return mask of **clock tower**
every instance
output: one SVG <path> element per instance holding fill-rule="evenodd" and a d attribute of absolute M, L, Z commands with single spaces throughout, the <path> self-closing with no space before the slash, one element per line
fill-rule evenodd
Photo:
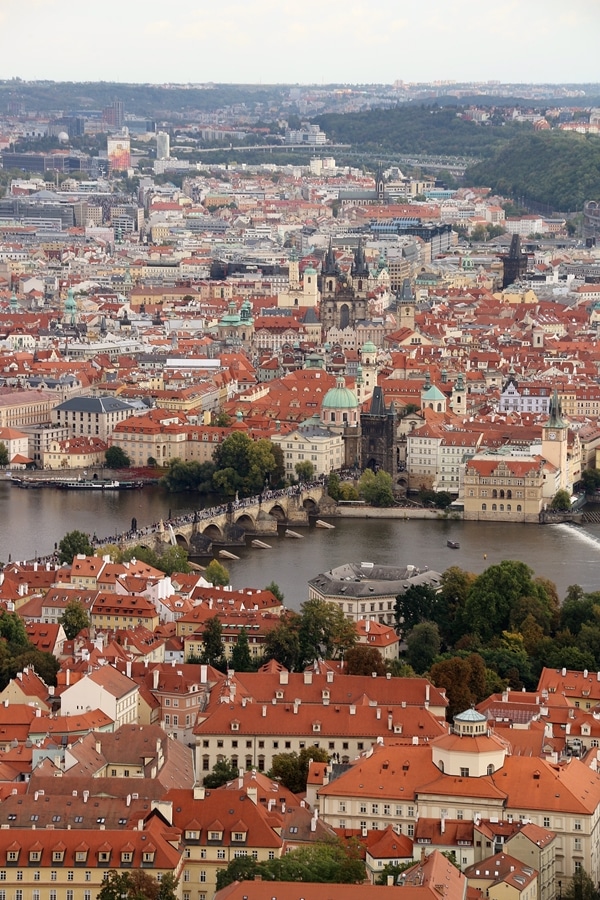
<path fill-rule="evenodd" d="M 558 392 L 555 390 L 550 401 L 550 418 L 542 427 L 542 456 L 560 470 L 560 486 L 570 491 L 567 465 L 569 426 L 562 417 Z"/>

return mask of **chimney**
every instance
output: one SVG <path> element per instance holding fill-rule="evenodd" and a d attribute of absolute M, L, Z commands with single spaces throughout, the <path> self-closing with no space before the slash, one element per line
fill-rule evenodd
<path fill-rule="evenodd" d="M 208 666 L 200 666 L 200 684 L 206 684 L 208 681 Z"/>
<path fill-rule="evenodd" d="M 388 731 L 393 731 L 394 729 L 394 717 L 392 713 L 388 713 Z"/>
<path fill-rule="evenodd" d="M 256 806 L 256 804 L 258 803 L 258 788 L 255 788 L 255 787 L 246 788 L 246 795 L 247 795 L 248 799 L 252 800 L 252 802 Z"/>
<path fill-rule="evenodd" d="M 428 681 L 425 682 L 425 703 L 429 703 L 431 685 Z"/>
<path fill-rule="evenodd" d="M 351 715 L 351 716 L 355 716 L 355 715 L 356 715 L 356 706 L 354 705 L 354 703 L 351 703 L 351 704 L 350 704 L 349 712 L 350 712 L 350 715 Z"/>
<path fill-rule="evenodd" d="M 304 673 L 304 684 L 312 684 L 312 672 Z"/>
<path fill-rule="evenodd" d="M 131 660 L 130 659 L 128 659 L 127 662 L 125 663 L 125 672 L 127 674 L 127 677 L 131 678 Z"/>
<path fill-rule="evenodd" d="M 99 740 L 96 740 L 96 753 L 98 756 L 102 753 L 102 744 Z"/>
<path fill-rule="evenodd" d="M 598 674 L 600 675 L 600 672 Z M 327 672 L 327 684 L 333 684 L 333 672 L 331 669 Z"/>
<path fill-rule="evenodd" d="M 152 670 L 152 690 L 158 690 L 158 679 L 160 678 L 160 671 L 158 668 Z"/>
<path fill-rule="evenodd" d="M 264 718 L 264 717 L 266 716 L 266 714 L 267 714 L 267 705 L 266 705 L 266 703 L 263 703 L 262 714 L 263 714 L 263 718 Z"/>
<path fill-rule="evenodd" d="M 127 806 L 131 806 L 131 794 L 127 794 Z"/>
<path fill-rule="evenodd" d="M 202 785 L 194 785 L 194 800 L 204 800 L 206 791 Z"/>
<path fill-rule="evenodd" d="M 90 792 L 89 792 L 89 791 L 84 791 L 84 792 L 83 792 L 83 802 L 84 802 L 84 803 L 87 803 L 87 802 L 88 802 L 88 797 L 89 797 L 89 796 L 90 796 Z"/>
<path fill-rule="evenodd" d="M 294 700 L 294 715 L 295 715 L 295 716 L 298 715 L 298 707 L 299 707 L 299 706 L 300 706 L 300 701 L 299 701 L 299 700 Z"/>
<path fill-rule="evenodd" d="M 287 669 L 282 669 L 279 673 L 279 684 L 288 684 L 290 680 L 290 673 Z"/>

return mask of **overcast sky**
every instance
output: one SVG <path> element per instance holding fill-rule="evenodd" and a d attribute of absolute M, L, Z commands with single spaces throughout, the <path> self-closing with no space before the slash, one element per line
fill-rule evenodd
<path fill-rule="evenodd" d="M 600 81 L 599 0 L 0 0 L 0 79 Z"/>

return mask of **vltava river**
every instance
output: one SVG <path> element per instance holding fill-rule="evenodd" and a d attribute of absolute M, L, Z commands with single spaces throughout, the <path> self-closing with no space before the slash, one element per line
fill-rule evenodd
<path fill-rule="evenodd" d="M 21 490 L 0 482 L 0 560 L 33 559 L 54 550 L 64 534 L 79 529 L 102 538 L 189 512 L 195 498 L 167 494 L 156 486 L 102 493 Z M 519 559 L 554 581 L 562 598 L 570 584 L 600 589 L 600 525 L 506 525 L 481 522 L 332 519 L 335 530 L 295 530 L 302 540 L 268 537 L 271 550 L 230 548 L 239 561 L 226 561 L 234 587 L 265 587 L 276 581 L 286 605 L 298 609 L 306 583 L 319 572 L 361 560 L 444 571 L 457 565 L 482 572 L 503 559 Z M 460 542 L 450 550 L 446 541 Z M 205 560 L 199 560 L 205 564 Z"/>

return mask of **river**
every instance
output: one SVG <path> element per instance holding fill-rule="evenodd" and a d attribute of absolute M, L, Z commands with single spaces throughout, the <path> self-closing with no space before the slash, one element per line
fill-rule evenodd
<path fill-rule="evenodd" d="M 168 494 L 152 485 L 138 491 L 20 490 L 0 482 L 0 560 L 33 559 L 54 550 L 73 529 L 99 538 L 127 531 L 132 518 L 143 527 L 191 512 L 189 494 Z M 234 587 L 265 587 L 276 581 L 287 606 L 298 609 L 306 583 L 343 562 L 362 560 L 412 564 L 444 571 L 460 566 L 482 572 L 503 559 L 518 559 L 550 578 L 562 598 L 570 584 L 600 589 L 600 525 L 507 525 L 491 522 L 332 519 L 335 529 L 296 530 L 302 539 L 264 538 L 271 550 L 230 548 L 240 556 L 226 561 Z M 450 539 L 460 549 L 446 546 Z M 205 560 L 198 560 L 205 564 Z"/>

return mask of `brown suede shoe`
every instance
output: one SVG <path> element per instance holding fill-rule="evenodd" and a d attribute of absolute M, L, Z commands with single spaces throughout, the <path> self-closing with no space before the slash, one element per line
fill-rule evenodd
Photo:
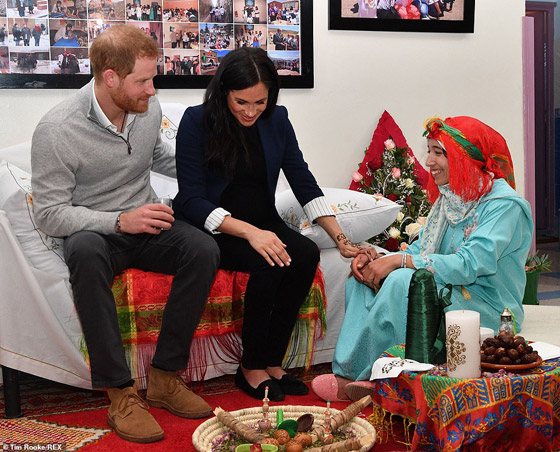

§ Your objective: Retype all of the material above precisely as it reads. Pictures are not part of the copy.

§ Solution to this problem:
return mask of **clock tower**
every instance
output: one SVG <path> element per instance holding fill-rule="evenodd" and a d attribute of absolute M, L, Z commands with single spaces throughout, the <path> self-closing with no space before the slash, one element per line
fill-rule evenodd
Photo:
<path fill-rule="evenodd" d="M 558 392 L 555 390 L 550 401 L 550 418 L 542 427 L 542 456 L 560 470 L 560 486 L 570 491 L 567 465 L 569 426 L 562 417 Z"/>

return mask of **chimney**
every instance
output: one SVG <path> element per instance holding fill-rule="evenodd" and a d attribute of absolute M, L, Z commands with single spaces throughout, the <path> self-closing with no space before the slash, one element per line
fill-rule evenodd
<path fill-rule="evenodd" d="M 208 666 L 200 666 L 200 684 L 206 684 L 208 681 Z"/>
<path fill-rule="evenodd" d="M 388 731 L 393 731 L 394 729 L 394 717 L 392 713 L 388 713 Z"/>
<path fill-rule="evenodd" d="M 256 806 L 256 804 L 258 803 L 258 788 L 255 788 L 255 787 L 246 788 L 246 795 L 247 795 L 248 799 L 252 800 L 252 802 Z"/>
<path fill-rule="evenodd" d="M 428 681 L 425 682 L 425 703 L 429 703 L 431 685 Z"/>
<path fill-rule="evenodd" d="M 351 715 L 351 716 L 355 716 L 355 715 L 356 715 L 356 706 L 354 705 L 354 703 L 351 703 L 351 704 L 350 704 L 349 712 L 350 712 L 350 715 Z"/>
<path fill-rule="evenodd" d="M 304 673 L 304 684 L 312 684 L 312 672 Z"/>
<path fill-rule="evenodd" d="M 131 660 L 130 659 L 128 659 L 127 662 L 125 663 L 125 672 L 127 674 L 127 677 L 131 678 Z"/>
<path fill-rule="evenodd" d="M 99 740 L 96 740 L 96 753 L 98 756 L 102 753 L 102 744 Z"/>
<path fill-rule="evenodd" d="M 598 674 L 600 675 L 600 672 Z M 327 672 L 327 684 L 333 684 L 333 672 L 331 669 Z"/>
<path fill-rule="evenodd" d="M 152 670 L 152 690 L 158 690 L 158 679 L 160 678 L 160 671 L 158 668 Z"/>
<path fill-rule="evenodd" d="M 264 718 L 264 717 L 266 716 L 266 714 L 267 714 L 267 705 L 266 705 L 266 703 L 263 703 L 262 714 L 263 714 L 263 718 Z"/>
<path fill-rule="evenodd" d="M 127 806 L 131 806 L 131 794 L 127 794 Z"/>
<path fill-rule="evenodd" d="M 202 785 L 194 785 L 194 800 L 204 800 L 206 791 Z"/>
<path fill-rule="evenodd" d="M 90 792 L 89 792 L 89 791 L 84 791 L 84 792 L 83 792 L 83 802 L 84 802 L 84 803 L 87 803 L 87 802 L 88 802 L 88 797 L 89 797 L 89 796 L 90 796 Z"/>
<path fill-rule="evenodd" d="M 294 700 L 294 715 L 295 715 L 295 716 L 298 715 L 298 707 L 299 707 L 299 706 L 300 706 L 300 701 L 299 701 L 299 700 Z"/>
<path fill-rule="evenodd" d="M 287 669 L 282 669 L 279 673 L 279 684 L 288 684 L 290 680 L 290 673 Z"/>

return mask of **overcast sky**
every instance
output: one SVG <path> element per instance holding fill-rule="evenodd" and a d attribute of absolute M, L, Z commands with single spaces throughout, the <path> self-closing with no space before the slash, one element per line
fill-rule evenodd
<path fill-rule="evenodd" d="M 600 81 L 599 0 L 0 0 L 0 79 Z"/>

return mask of **vltava river**
every instance
output: one SVG <path> element per instance holding fill-rule="evenodd" and a d attribute of absolute M, L, Z commands with single spaces throughout, the <path> self-closing with no space before the slash, one element per line
fill-rule evenodd
<path fill-rule="evenodd" d="M 21 490 L 0 482 L 0 560 L 33 559 L 54 550 L 64 534 L 79 529 L 102 538 L 189 512 L 195 498 L 167 494 L 156 486 L 102 493 Z M 519 559 L 554 581 L 562 598 L 570 584 L 600 589 L 600 525 L 506 525 L 481 522 L 332 519 L 335 530 L 295 530 L 302 540 L 268 537 L 271 550 L 230 548 L 239 561 L 226 561 L 234 587 L 265 587 L 276 581 L 286 605 L 298 609 L 306 583 L 319 572 L 361 560 L 444 571 L 457 565 L 482 572 L 503 559 Z M 460 542 L 450 550 L 446 541 Z M 205 560 L 199 560 L 205 564 Z"/>

return mask of **river**
every instance
output: one SVG <path> element per instance holding fill-rule="evenodd" and a d attribute of absolute M, L, Z commands with single spaces throughout, the <path> self-closing with no space before the slash, one element per line
fill-rule evenodd
<path fill-rule="evenodd" d="M 168 494 L 152 485 L 138 491 L 20 490 L 0 482 L 0 560 L 33 559 L 54 550 L 73 529 L 99 538 L 127 531 L 132 518 L 143 527 L 191 512 L 189 494 Z M 234 587 L 265 587 L 276 581 L 287 606 L 298 609 L 306 583 L 343 562 L 362 560 L 412 564 L 444 571 L 460 566 L 482 572 L 503 559 L 518 559 L 550 578 L 562 598 L 570 584 L 600 589 L 600 525 L 507 525 L 491 522 L 332 519 L 335 529 L 296 530 L 302 539 L 264 538 L 271 550 L 230 548 L 240 556 L 226 561 Z M 450 539 L 460 549 L 446 546 Z M 205 560 L 198 560 L 205 564 Z"/>

return mask of `brown suede shoe`
every instance
output: one SVG <path> element per instance holding fill-rule="evenodd" and a d attribute of absolute M, L, Z commands with single spaces throughout, the <path> self-closing with no space before the slash, one element per line
fill-rule evenodd
Photo:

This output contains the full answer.